▸ **DIRECTIONS FOR THIS TASK**
Locate each line in the items below that contains the word "brown" and copy those lines out in full.

▸ **RECORDS FOR THE TASK**
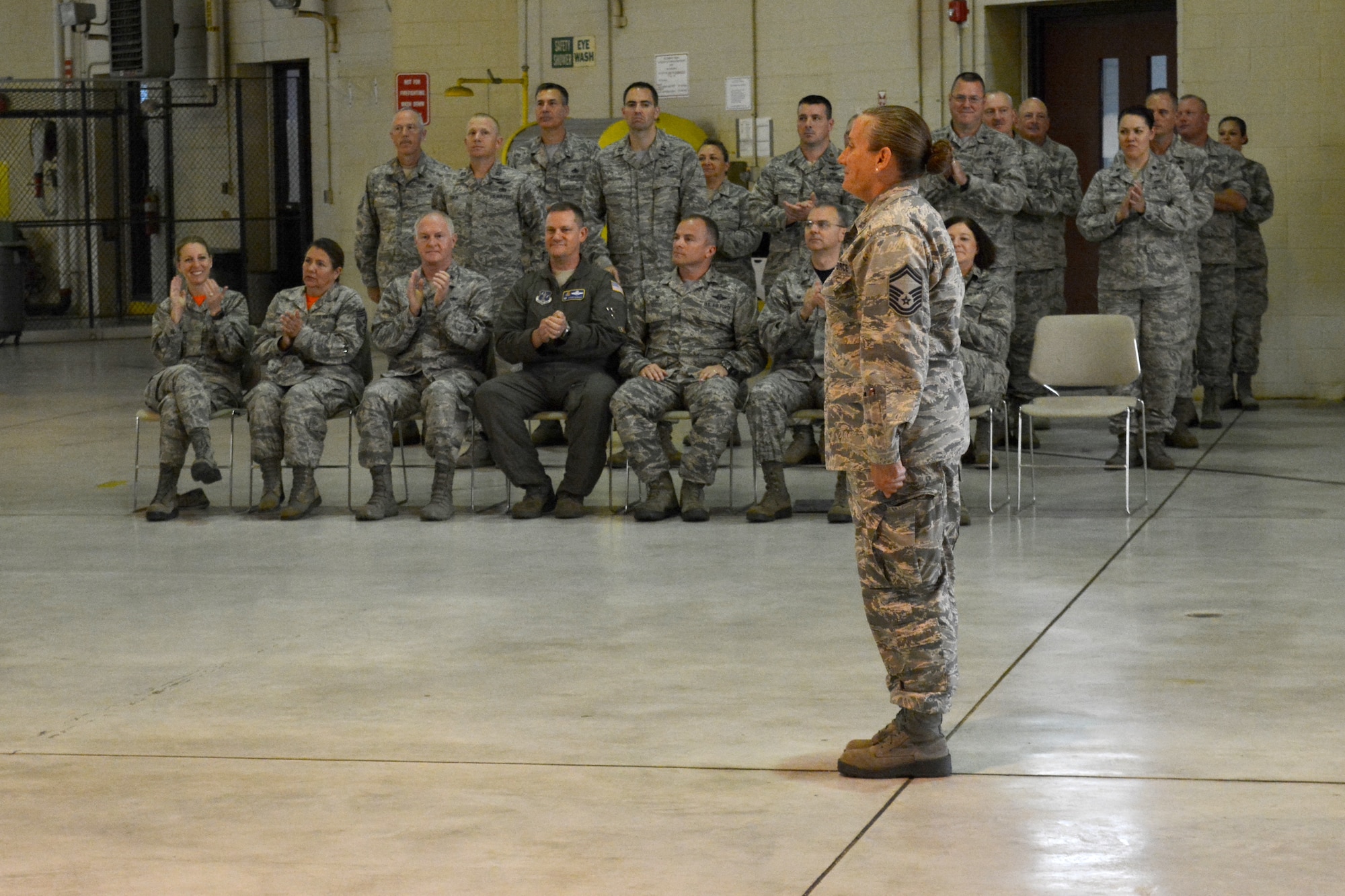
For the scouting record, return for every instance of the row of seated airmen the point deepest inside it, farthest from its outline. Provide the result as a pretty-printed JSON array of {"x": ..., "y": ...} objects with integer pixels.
[{"x": 578, "y": 342}]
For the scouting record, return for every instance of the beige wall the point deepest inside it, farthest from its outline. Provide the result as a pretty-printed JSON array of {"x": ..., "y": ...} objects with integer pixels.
[{"x": 1272, "y": 65}]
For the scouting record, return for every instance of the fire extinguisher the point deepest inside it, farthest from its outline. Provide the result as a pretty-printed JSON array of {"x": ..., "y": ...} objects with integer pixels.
[{"x": 153, "y": 213}]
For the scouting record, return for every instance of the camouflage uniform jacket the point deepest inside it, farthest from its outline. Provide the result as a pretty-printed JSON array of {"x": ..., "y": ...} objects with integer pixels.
[
  {"x": 988, "y": 313},
  {"x": 1195, "y": 166},
  {"x": 1218, "y": 239},
  {"x": 595, "y": 313},
  {"x": 562, "y": 177},
  {"x": 793, "y": 178},
  {"x": 894, "y": 309},
  {"x": 642, "y": 198},
  {"x": 1145, "y": 249},
  {"x": 385, "y": 224},
  {"x": 215, "y": 346},
  {"x": 797, "y": 346},
  {"x": 1261, "y": 206},
  {"x": 329, "y": 345},
  {"x": 996, "y": 189},
  {"x": 500, "y": 221},
  {"x": 1040, "y": 228},
  {"x": 739, "y": 236},
  {"x": 440, "y": 338},
  {"x": 714, "y": 322}
]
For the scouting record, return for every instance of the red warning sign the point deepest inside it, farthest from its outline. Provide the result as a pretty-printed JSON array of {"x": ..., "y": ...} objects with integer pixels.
[{"x": 414, "y": 93}]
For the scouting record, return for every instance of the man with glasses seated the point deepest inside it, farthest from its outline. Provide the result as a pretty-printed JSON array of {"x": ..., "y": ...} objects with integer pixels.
[{"x": 794, "y": 333}]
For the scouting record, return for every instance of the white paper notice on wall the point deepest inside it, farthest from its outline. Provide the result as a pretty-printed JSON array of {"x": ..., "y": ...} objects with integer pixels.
[
  {"x": 738, "y": 95},
  {"x": 672, "y": 76}
]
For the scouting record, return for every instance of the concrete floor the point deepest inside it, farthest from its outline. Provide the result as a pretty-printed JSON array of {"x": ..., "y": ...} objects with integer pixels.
[{"x": 1149, "y": 704}]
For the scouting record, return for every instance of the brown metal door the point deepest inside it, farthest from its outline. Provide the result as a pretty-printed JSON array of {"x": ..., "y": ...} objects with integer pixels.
[{"x": 1086, "y": 60}]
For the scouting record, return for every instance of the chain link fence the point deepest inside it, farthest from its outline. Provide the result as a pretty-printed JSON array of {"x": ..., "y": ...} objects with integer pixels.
[{"x": 100, "y": 178}]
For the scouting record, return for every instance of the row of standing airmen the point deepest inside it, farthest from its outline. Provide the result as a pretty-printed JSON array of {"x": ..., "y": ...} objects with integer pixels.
[{"x": 1020, "y": 189}]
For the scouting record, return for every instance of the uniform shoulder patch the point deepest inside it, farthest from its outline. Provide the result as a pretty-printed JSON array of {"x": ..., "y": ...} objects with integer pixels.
[{"x": 906, "y": 291}]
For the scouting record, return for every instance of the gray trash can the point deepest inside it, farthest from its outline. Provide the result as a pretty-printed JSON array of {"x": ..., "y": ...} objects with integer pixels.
[{"x": 11, "y": 282}]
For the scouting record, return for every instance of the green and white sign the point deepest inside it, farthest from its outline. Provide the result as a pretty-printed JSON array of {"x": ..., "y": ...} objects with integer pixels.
[{"x": 574, "y": 53}]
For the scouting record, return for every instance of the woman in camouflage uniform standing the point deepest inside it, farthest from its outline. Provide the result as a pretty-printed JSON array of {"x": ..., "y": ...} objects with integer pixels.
[{"x": 898, "y": 424}]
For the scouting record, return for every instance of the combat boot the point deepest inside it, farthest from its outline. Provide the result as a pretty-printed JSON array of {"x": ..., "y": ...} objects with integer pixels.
[
  {"x": 915, "y": 749},
  {"x": 272, "y": 491},
  {"x": 204, "y": 469},
  {"x": 1182, "y": 436},
  {"x": 1184, "y": 409},
  {"x": 440, "y": 494},
  {"x": 165, "y": 505},
  {"x": 985, "y": 459},
  {"x": 303, "y": 494},
  {"x": 1210, "y": 411},
  {"x": 1245, "y": 393},
  {"x": 537, "y": 501},
  {"x": 840, "y": 510},
  {"x": 1156, "y": 456},
  {"x": 693, "y": 502},
  {"x": 1118, "y": 460},
  {"x": 381, "y": 503},
  {"x": 669, "y": 448},
  {"x": 194, "y": 499},
  {"x": 478, "y": 455},
  {"x": 660, "y": 503},
  {"x": 804, "y": 450},
  {"x": 775, "y": 503},
  {"x": 548, "y": 434}
]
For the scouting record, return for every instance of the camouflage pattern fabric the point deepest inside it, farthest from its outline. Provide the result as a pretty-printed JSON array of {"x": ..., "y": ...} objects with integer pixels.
[
  {"x": 500, "y": 221},
  {"x": 641, "y": 197},
  {"x": 995, "y": 194},
  {"x": 1160, "y": 315},
  {"x": 560, "y": 177},
  {"x": 1252, "y": 270},
  {"x": 793, "y": 178},
  {"x": 988, "y": 321},
  {"x": 771, "y": 401},
  {"x": 894, "y": 374},
  {"x": 739, "y": 236},
  {"x": 905, "y": 548},
  {"x": 1040, "y": 228},
  {"x": 435, "y": 362},
  {"x": 318, "y": 377},
  {"x": 1145, "y": 249},
  {"x": 1036, "y": 295},
  {"x": 385, "y": 224}
]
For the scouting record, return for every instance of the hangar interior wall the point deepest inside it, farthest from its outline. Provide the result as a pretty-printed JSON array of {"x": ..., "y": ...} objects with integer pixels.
[{"x": 1273, "y": 67}]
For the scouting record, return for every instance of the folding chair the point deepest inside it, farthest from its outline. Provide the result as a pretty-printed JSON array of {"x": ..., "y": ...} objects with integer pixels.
[
  {"x": 1085, "y": 352},
  {"x": 145, "y": 416}
]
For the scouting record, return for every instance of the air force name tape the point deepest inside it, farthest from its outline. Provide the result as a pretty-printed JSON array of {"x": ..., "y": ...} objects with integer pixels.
[{"x": 906, "y": 291}]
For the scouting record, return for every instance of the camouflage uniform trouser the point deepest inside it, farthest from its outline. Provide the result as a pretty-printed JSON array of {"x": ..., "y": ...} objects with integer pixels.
[
  {"x": 1215, "y": 346},
  {"x": 1036, "y": 295},
  {"x": 1253, "y": 300},
  {"x": 984, "y": 377},
  {"x": 638, "y": 405},
  {"x": 293, "y": 421},
  {"x": 185, "y": 399},
  {"x": 905, "y": 549},
  {"x": 1187, "y": 381},
  {"x": 771, "y": 400},
  {"x": 1160, "y": 315},
  {"x": 446, "y": 401}
]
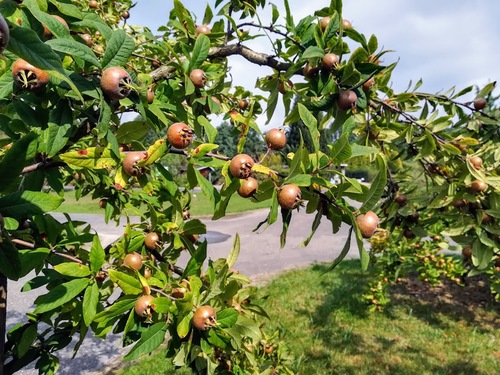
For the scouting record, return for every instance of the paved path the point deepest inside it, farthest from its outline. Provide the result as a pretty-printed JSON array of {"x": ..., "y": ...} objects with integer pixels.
[{"x": 260, "y": 255}]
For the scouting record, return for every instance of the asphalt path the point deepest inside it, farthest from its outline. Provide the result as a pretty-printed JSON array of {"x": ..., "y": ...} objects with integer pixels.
[{"x": 260, "y": 257}]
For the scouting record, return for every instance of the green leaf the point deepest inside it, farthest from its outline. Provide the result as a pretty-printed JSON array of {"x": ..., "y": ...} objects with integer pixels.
[
  {"x": 377, "y": 187},
  {"x": 209, "y": 128},
  {"x": 58, "y": 132},
  {"x": 151, "y": 339},
  {"x": 129, "y": 284},
  {"x": 89, "y": 305},
  {"x": 312, "y": 52},
  {"x": 13, "y": 161},
  {"x": 72, "y": 269},
  {"x": 235, "y": 252},
  {"x": 10, "y": 262},
  {"x": 311, "y": 123},
  {"x": 132, "y": 131},
  {"x": 227, "y": 318},
  {"x": 97, "y": 255},
  {"x": 60, "y": 295},
  {"x": 92, "y": 158},
  {"x": 24, "y": 204},
  {"x": 74, "y": 49},
  {"x": 119, "y": 49},
  {"x": 200, "y": 51},
  {"x": 341, "y": 149}
]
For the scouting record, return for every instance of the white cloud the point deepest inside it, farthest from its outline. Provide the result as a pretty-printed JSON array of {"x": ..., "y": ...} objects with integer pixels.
[{"x": 446, "y": 43}]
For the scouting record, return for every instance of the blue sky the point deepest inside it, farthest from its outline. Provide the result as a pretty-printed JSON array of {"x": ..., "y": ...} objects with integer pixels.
[{"x": 445, "y": 42}]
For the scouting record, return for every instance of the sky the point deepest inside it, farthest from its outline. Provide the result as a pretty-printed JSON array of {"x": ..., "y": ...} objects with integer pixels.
[{"x": 445, "y": 42}]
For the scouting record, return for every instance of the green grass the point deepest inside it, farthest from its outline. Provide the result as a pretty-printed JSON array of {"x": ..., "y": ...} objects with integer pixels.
[
  {"x": 200, "y": 205},
  {"x": 329, "y": 331}
]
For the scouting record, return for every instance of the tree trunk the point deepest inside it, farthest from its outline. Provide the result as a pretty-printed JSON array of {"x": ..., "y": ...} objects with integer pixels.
[{"x": 3, "y": 317}]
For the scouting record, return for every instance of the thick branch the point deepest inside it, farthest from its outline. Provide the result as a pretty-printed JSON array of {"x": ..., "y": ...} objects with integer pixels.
[{"x": 258, "y": 58}]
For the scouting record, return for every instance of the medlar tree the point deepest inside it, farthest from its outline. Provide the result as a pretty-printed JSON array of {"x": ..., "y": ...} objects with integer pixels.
[{"x": 66, "y": 83}]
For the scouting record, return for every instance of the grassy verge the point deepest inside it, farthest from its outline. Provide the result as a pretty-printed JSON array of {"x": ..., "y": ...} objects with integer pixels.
[
  {"x": 200, "y": 205},
  {"x": 329, "y": 331}
]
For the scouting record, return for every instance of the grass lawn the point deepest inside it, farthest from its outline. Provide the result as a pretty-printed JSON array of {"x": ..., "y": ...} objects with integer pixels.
[
  {"x": 200, "y": 205},
  {"x": 329, "y": 331}
]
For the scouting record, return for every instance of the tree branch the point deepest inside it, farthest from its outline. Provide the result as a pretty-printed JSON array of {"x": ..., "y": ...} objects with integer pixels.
[{"x": 165, "y": 71}]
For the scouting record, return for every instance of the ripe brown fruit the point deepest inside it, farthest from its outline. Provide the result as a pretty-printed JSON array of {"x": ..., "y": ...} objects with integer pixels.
[
  {"x": 478, "y": 186},
  {"x": 330, "y": 61},
  {"x": 242, "y": 104},
  {"x": 401, "y": 199},
  {"x": 151, "y": 240},
  {"x": 47, "y": 33},
  {"x": 310, "y": 71},
  {"x": 130, "y": 163},
  {"x": 241, "y": 166},
  {"x": 347, "y": 100},
  {"x": 133, "y": 260},
  {"x": 203, "y": 29},
  {"x": 275, "y": 139},
  {"x": 29, "y": 77},
  {"x": 116, "y": 83},
  {"x": 323, "y": 23},
  {"x": 4, "y": 33},
  {"x": 284, "y": 86},
  {"x": 289, "y": 196},
  {"x": 198, "y": 78},
  {"x": 204, "y": 318},
  {"x": 248, "y": 187},
  {"x": 346, "y": 24},
  {"x": 87, "y": 38},
  {"x": 367, "y": 223},
  {"x": 179, "y": 135},
  {"x": 476, "y": 162},
  {"x": 479, "y": 104},
  {"x": 367, "y": 85},
  {"x": 143, "y": 306}
]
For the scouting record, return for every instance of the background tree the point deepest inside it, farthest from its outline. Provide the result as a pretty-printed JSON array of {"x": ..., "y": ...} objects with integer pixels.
[{"x": 71, "y": 73}]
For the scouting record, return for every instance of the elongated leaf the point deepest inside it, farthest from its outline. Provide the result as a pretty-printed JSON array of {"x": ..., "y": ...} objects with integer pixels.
[
  {"x": 377, "y": 187},
  {"x": 60, "y": 295},
  {"x": 341, "y": 149},
  {"x": 89, "y": 305},
  {"x": 96, "y": 255},
  {"x": 93, "y": 158},
  {"x": 235, "y": 252},
  {"x": 72, "y": 269},
  {"x": 28, "y": 203},
  {"x": 311, "y": 123},
  {"x": 75, "y": 49},
  {"x": 129, "y": 284},
  {"x": 119, "y": 49},
  {"x": 13, "y": 161},
  {"x": 200, "y": 51}
]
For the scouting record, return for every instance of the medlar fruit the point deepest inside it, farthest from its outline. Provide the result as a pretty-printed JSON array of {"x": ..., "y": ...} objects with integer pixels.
[
  {"x": 367, "y": 223},
  {"x": 180, "y": 135},
  {"x": 198, "y": 78},
  {"x": 116, "y": 83},
  {"x": 241, "y": 166},
  {"x": 130, "y": 163},
  {"x": 289, "y": 196},
  {"x": 204, "y": 318},
  {"x": 133, "y": 260},
  {"x": 248, "y": 187}
]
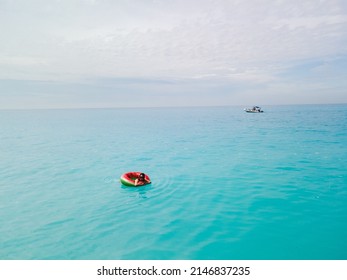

▸ **RESULT OF THE TASK**
For the scouting record, return for every instance of the brown metal door the point deepest inside it, farthest from its outline. Provide the result as a pretty-printed JSON array of {"x": ..., "y": ...} objects with integer pixels.
For the scouting record, return for every instance of the ripe brown fruit the point deepest inside it, farthest from its outline. Provide the result as a pretty-printed JSON array of {"x": ..., "y": ...} objects with integer pixels.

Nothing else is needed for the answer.